Rewrite the records starting with the line containing "Class label: wooden plank" and going on through the line containing "xmin=46 ymin=178 xmax=111 ymax=196", including the requests. Multiply each box coordinate in the answers by 0.7 and round it to a whole number, with halves rounded up, but leave the requests and their sample format unchanged.

Records in a dataset:
= = =

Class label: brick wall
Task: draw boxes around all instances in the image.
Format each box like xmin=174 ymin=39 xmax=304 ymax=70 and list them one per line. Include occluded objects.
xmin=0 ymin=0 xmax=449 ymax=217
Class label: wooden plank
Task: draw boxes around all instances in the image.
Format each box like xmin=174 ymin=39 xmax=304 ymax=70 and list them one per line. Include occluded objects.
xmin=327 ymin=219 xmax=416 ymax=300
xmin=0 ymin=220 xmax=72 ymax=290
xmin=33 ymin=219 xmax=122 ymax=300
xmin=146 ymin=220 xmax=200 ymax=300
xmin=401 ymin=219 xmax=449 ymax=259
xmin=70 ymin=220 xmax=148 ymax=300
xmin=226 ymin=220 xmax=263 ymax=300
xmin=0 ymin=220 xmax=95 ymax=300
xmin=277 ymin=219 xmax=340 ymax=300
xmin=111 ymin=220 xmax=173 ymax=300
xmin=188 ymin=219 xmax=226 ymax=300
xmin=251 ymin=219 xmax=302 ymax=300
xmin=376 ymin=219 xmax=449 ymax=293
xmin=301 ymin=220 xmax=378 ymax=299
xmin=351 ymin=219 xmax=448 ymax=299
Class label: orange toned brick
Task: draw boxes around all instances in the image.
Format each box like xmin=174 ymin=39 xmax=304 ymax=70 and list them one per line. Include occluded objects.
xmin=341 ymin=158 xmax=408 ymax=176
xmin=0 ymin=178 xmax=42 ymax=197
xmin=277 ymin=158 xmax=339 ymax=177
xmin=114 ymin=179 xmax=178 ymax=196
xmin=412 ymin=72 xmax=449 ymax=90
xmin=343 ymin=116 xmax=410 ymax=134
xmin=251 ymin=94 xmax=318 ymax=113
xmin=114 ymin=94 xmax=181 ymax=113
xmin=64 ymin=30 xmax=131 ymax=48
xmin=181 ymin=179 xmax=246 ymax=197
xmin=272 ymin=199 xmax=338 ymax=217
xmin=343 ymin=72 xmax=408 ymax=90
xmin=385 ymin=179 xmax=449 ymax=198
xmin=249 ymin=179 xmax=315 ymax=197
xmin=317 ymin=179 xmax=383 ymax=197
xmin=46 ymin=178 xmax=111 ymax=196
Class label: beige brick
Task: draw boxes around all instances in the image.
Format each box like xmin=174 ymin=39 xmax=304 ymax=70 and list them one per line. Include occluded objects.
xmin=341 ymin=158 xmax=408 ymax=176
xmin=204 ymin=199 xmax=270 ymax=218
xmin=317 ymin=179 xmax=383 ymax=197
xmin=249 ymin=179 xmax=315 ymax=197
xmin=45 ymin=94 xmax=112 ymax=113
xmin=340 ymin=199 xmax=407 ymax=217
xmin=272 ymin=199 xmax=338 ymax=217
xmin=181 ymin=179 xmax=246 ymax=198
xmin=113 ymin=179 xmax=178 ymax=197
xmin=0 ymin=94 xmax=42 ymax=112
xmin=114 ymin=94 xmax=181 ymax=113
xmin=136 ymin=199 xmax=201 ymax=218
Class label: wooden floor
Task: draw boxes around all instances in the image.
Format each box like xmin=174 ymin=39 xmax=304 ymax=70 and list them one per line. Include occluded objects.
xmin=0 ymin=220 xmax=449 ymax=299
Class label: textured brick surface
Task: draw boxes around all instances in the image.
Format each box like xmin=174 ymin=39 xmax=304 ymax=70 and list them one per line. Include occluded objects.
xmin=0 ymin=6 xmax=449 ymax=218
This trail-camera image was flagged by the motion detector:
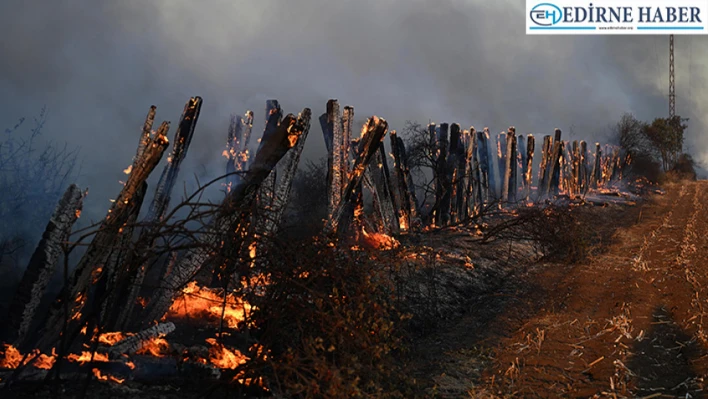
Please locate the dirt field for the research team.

= = =

RESPONSE FOR THIS EXERCISE:
Class label: wooden plank
Task: draw boxes around all instances in the image.
Format each box like xmin=174 ymin=39 xmax=304 ymax=70 and list them one per line. Include occluded objects.
xmin=229 ymin=153 xmax=291 ymax=210
xmin=0 ymin=154 xmax=50 ymax=203
xmin=23 ymin=153 xmax=85 ymax=210
xmin=102 ymin=154 xmax=140 ymax=210
xmin=281 ymin=153 xmax=314 ymax=181
xmin=49 ymin=154 xmax=104 ymax=210
xmin=158 ymin=154 xmax=184 ymax=210
xmin=0 ymin=154 xmax=67 ymax=210
xmin=194 ymin=153 xmax=238 ymax=210
xmin=78 ymin=154 xmax=121 ymax=210
xmin=132 ymin=153 xmax=158 ymax=210
xmin=176 ymin=153 xmax=211 ymax=210
xmin=263 ymin=153 xmax=314 ymax=205
xmin=211 ymin=154 xmax=265 ymax=209
xmin=246 ymin=153 xmax=314 ymax=209
Class label: orange toned brick
Task: draw boxes around all instances in the image.
Format each box like xmin=174 ymin=39 xmax=304 ymax=70 and list them one per line. Include occluded objects.
xmin=239 ymin=111 xmax=286 ymax=123
xmin=0 ymin=125 xmax=29 ymax=138
xmin=194 ymin=111 xmax=237 ymax=124
xmin=80 ymin=125 xmax=125 ymax=137
xmin=288 ymin=50 xmax=314 ymax=63
xmin=240 ymin=81 xmax=287 ymax=94
xmin=176 ymin=66 xmax=223 ymax=79
xmin=80 ymin=66 xmax=127 ymax=79
xmin=45 ymin=21 xmax=92 ymax=34
xmin=127 ymin=125 xmax=172 ymax=138
xmin=190 ymin=139 xmax=237 ymax=152
xmin=240 ymin=50 xmax=286 ymax=63
xmin=270 ymin=125 xmax=314 ymax=139
xmin=174 ymin=125 xmax=221 ymax=138
xmin=222 ymin=125 xmax=268 ymax=138
xmin=32 ymin=125 xmax=78 ymax=137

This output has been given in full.